» Directions for this task
Give the data again exactly as written, skipping any pictures.

Saved entries:

_ _ _ _ _ _ _

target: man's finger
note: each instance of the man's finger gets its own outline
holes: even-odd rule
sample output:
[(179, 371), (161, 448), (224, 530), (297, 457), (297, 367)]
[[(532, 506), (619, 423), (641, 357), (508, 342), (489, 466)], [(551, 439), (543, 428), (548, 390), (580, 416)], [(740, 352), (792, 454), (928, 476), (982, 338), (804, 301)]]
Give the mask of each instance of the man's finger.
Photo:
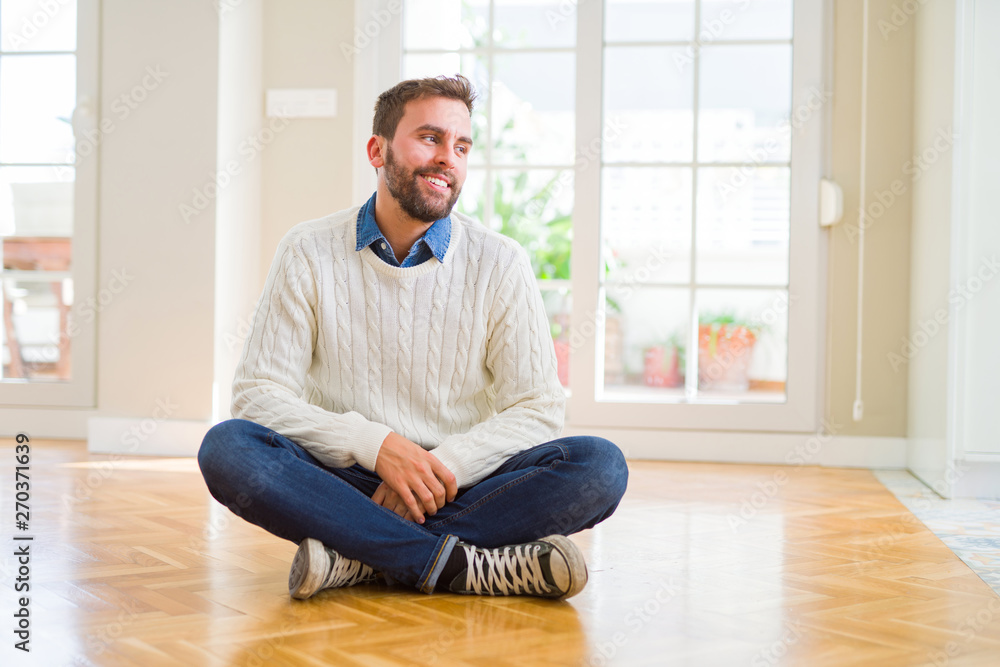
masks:
[[(379, 488), (381, 489), (383, 486), (385, 487), (385, 489), (382, 494), (381, 501), (379, 502), (379, 504), (382, 505), (382, 507), (385, 507), (387, 510), (395, 512), (396, 514), (400, 514), (400, 512), (396, 509), (399, 506), (402, 506), (403, 508), (410, 511), (414, 512), (418, 511), (416, 500), (414, 500), (413, 494), (410, 492), (410, 489), (406, 487), (405, 482), (402, 483), (399, 489), (397, 489), (394, 484), (391, 484), (389, 482), (382, 482), (382, 485)], [(376, 489), (375, 494), (378, 494), (378, 491), (379, 489)], [(374, 499), (375, 496), (373, 495), (372, 500)]]
[(444, 485), (445, 501), (450, 503), (455, 500), (455, 496), (458, 495), (458, 484), (455, 482), (454, 473), (448, 470), (448, 467), (441, 463), (437, 457), (431, 463), (431, 469), (434, 471), (434, 476)]
[(403, 501), (403, 504), (406, 505), (406, 509), (410, 510), (410, 514), (412, 514), (416, 518), (417, 523), (423, 523), (424, 513), (421, 511), (420, 506), (417, 504), (417, 499), (413, 495), (413, 491), (411, 491), (408, 487), (404, 486), (403, 492), (397, 490), (396, 494), (399, 496), (399, 499)]
[(402, 500), (400, 500), (399, 495), (397, 495), (396, 492), (393, 491), (392, 488), (385, 482), (380, 484), (379, 487), (375, 489), (375, 493), (372, 494), (372, 501), (374, 501), (376, 505), (381, 505), (390, 512), (398, 514), (399, 516), (403, 516), (409, 512), (409, 510), (406, 509), (406, 505)]
[(395, 502), (392, 503), (392, 507), (390, 507), (389, 509), (391, 509), (399, 516), (406, 516), (407, 514), (410, 513), (410, 510), (406, 509), (406, 505), (403, 504), (403, 501), (399, 499), (396, 499)]
[(444, 507), (446, 501), (444, 485), (441, 484), (441, 480), (437, 476), (434, 476), (427, 480), (427, 490), (430, 491), (434, 500), (434, 512), (430, 512), (430, 514), (436, 514), (439, 509)]
[(424, 506), (424, 512), (433, 516), (438, 511), (437, 498), (434, 493), (425, 485), (417, 492), (417, 497), (420, 498), (421, 504)]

_ _ _ _ _ _ _

» Expected answer
target: man's finger
note: each instance of the man's finger gets its own outline
holes: even-odd rule
sample output:
[(179, 371), (161, 448), (224, 530), (297, 457), (297, 367)]
[[(532, 506), (619, 423), (641, 357), (508, 342), (489, 466)], [(551, 439), (543, 428), (548, 390), (580, 416)], [(740, 352), (792, 454), (928, 476), (982, 338), (804, 301)]]
Give the mask of each instance of the man's finger.
Photo:
masks:
[[(379, 488), (381, 489), (383, 486), (385, 487), (385, 489), (382, 494), (381, 501), (379, 502), (379, 504), (382, 505), (382, 507), (385, 507), (387, 510), (395, 512), (396, 514), (400, 514), (400, 512), (396, 509), (399, 506), (402, 506), (403, 508), (410, 511), (414, 512), (418, 511), (416, 500), (414, 500), (413, 494), (410, 492), (410, 489), (406, 487), (405, 482), (402, 483), (399, 489), (397, 489), (394, 484), (391, 484), (389, 482), (382, 482), (382, 485)], [(376, 489), (375, 494), (378, 494), (378, 491), (379, 489)], [(374, 499), (375, 496), (373, 495), (372, 500)]]
[(444, 485), (445, 501), (450, 503), (455, 500), (455, 496), (458, 495), (458, 484), (455, 482), (454, 473), (448, 470), (448, 467), (441, 463), (437, 457), (431, 463), (431, 469), (434, 471), (434, 476)]
[(403, 501), (403, 504), (406, 505), (406, 509), (410, 510), (410, 514), (412, 514), (416, 518), (417, 523), (423, 523), (424, 513), (421, 511), (420, 506), (417, 504), (417, 499), (413, 495), (413, 491), (411, 491), (408, 487), (404, 486), (403, 492), (397, 490), (396, 494), (399, 496), (399, 499)]
[(402, 500), (400, 500), (399, 495), (397, 495), (396, 492), (393, 491), (392, 488), (385, 482), (380, 484), (379, 487), (375, 489), (375, 493), (372, 494), (372, 501), (374, 501), (376, 505), (381, 505), (390, 512), (398, 514), (399, 516), (403, 516), (409, 512), (409, 510), (406, 509), (406, 505)]
[(395, 502), (392, 503), (392, 507), (390, 507), (389, 509), (391, 509), (399, 516), (406, 516), (407, 514), (410, 513), (410, 510), (406, 509), (406, 505), (403, 504), (403, 501), (399, 499), (396, 499)]
[(444, 507), (446, 501), (444, 485), (441, 484), (441, 480), (437, 476), (434, 476), (427, 480), (427, 490), (430, 491), (434, 500), (434, 512), (430, 512), (430, 514), (436, 514), (439, 509)]
[(424, 506), (424, 512), (433, 516), (438, 511), (437, 498), (434, 493), (425, 485), (417, 492), (417, 497), (420, 498), (421, 504)]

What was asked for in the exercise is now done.